WHAT YOU HAVE TO DO: Gather every line from the entries below that contains the word "blurred", and copy each one in full.

[Coordinate annotation entries]

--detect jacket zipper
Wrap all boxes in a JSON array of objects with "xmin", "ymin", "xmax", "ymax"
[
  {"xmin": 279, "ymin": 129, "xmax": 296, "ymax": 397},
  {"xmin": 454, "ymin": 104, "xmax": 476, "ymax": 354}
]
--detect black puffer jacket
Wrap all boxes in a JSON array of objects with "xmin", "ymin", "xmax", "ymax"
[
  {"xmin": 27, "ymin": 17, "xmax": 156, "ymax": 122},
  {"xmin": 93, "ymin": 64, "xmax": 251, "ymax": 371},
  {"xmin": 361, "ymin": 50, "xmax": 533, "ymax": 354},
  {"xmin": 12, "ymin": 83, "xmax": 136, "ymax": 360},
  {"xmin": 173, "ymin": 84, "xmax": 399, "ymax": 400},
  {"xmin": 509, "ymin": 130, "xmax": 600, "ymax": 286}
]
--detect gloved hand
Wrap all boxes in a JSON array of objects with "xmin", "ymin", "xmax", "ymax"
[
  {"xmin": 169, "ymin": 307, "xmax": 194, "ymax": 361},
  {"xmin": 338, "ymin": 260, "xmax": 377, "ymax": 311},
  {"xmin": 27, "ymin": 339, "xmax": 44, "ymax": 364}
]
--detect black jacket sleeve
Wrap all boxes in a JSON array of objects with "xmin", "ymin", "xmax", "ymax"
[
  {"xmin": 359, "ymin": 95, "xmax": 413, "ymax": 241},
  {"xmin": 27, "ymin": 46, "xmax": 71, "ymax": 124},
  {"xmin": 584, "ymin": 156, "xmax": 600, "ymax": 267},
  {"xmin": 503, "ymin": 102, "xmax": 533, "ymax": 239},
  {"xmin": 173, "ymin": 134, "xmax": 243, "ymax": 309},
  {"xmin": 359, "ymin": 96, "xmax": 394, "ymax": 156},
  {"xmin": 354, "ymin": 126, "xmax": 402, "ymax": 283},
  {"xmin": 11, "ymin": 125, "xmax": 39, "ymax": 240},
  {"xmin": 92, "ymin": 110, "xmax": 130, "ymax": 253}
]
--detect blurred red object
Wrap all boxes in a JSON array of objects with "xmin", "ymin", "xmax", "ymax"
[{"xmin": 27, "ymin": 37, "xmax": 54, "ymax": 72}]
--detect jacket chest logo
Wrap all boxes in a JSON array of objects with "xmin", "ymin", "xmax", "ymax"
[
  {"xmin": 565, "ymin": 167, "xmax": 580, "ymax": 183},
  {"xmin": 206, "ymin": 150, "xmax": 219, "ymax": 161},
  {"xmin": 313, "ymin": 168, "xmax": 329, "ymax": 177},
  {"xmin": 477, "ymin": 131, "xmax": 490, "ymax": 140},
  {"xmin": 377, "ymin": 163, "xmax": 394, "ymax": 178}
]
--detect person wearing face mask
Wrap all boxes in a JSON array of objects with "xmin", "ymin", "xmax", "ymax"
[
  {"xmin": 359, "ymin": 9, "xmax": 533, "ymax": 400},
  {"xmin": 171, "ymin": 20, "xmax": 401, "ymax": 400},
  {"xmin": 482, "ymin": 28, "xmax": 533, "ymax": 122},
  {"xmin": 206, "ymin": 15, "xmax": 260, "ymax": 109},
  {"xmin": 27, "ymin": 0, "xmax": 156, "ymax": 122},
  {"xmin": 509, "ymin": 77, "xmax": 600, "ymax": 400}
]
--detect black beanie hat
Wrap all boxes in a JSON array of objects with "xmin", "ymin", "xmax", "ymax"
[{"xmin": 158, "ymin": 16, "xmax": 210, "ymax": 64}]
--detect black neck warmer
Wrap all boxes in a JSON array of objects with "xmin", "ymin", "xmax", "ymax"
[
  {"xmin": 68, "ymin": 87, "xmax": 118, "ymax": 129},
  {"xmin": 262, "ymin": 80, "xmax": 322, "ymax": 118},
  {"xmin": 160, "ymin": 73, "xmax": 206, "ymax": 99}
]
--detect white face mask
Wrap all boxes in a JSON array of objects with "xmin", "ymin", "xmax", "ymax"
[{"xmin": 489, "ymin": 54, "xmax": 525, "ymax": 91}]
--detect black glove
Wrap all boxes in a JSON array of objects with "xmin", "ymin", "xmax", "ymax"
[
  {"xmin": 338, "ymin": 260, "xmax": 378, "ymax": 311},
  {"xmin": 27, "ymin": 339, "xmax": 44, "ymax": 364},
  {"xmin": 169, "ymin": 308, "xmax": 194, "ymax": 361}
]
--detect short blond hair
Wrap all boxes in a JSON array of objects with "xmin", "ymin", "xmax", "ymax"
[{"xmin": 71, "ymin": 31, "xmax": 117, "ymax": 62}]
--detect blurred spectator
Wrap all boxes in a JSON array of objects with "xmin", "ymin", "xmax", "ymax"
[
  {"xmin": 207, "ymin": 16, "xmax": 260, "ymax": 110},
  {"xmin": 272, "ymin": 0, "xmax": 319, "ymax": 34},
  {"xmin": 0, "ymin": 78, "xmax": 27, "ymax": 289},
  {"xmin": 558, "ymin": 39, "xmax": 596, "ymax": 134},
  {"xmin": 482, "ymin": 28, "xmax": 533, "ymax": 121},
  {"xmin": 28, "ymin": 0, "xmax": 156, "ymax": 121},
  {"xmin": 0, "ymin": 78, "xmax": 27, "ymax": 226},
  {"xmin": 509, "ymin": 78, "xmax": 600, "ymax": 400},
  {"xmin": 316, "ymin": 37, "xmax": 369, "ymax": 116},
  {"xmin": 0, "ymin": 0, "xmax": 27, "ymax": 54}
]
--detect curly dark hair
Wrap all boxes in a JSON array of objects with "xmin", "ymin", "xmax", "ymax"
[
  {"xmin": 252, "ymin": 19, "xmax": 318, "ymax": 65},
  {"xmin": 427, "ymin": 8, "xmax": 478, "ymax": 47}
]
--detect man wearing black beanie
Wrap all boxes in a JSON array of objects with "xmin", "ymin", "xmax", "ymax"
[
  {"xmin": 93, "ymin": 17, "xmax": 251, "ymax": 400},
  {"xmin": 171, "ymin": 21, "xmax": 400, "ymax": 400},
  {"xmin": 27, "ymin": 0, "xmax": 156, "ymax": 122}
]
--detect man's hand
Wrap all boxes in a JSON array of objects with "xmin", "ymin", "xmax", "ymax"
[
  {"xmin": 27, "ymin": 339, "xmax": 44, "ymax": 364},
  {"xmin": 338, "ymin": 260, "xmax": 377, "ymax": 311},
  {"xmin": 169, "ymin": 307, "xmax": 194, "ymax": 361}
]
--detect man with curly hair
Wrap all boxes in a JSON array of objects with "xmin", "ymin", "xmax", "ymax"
...
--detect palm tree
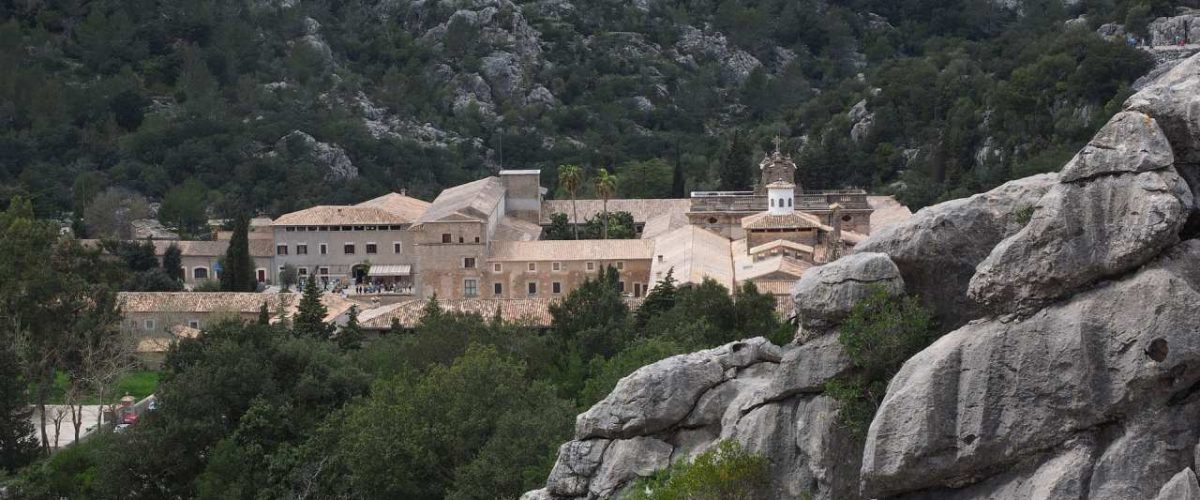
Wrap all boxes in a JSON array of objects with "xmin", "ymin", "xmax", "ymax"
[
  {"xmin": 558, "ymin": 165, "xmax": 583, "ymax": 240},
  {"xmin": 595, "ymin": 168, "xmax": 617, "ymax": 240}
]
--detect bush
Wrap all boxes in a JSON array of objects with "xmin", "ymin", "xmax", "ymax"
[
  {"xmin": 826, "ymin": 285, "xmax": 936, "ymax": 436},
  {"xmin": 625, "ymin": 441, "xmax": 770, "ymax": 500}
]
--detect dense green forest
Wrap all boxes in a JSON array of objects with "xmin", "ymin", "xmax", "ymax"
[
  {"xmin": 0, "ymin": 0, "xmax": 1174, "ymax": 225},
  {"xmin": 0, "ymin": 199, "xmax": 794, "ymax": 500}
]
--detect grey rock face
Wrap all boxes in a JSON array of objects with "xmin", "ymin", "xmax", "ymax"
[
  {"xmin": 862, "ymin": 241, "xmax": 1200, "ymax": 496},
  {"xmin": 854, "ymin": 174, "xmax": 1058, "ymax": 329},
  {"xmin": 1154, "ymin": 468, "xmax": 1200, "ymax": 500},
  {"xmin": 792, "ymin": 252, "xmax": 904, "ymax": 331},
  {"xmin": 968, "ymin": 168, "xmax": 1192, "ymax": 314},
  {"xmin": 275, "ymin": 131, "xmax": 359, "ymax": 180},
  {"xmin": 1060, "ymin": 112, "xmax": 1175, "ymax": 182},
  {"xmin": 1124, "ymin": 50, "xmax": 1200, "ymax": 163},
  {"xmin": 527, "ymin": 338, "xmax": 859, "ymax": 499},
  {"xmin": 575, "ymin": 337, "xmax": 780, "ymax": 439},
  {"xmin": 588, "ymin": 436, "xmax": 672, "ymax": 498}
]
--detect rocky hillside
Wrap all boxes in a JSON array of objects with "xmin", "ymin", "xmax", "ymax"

WRITTEN RESPONSE:
--detect blurred red object
--detect blurred spectator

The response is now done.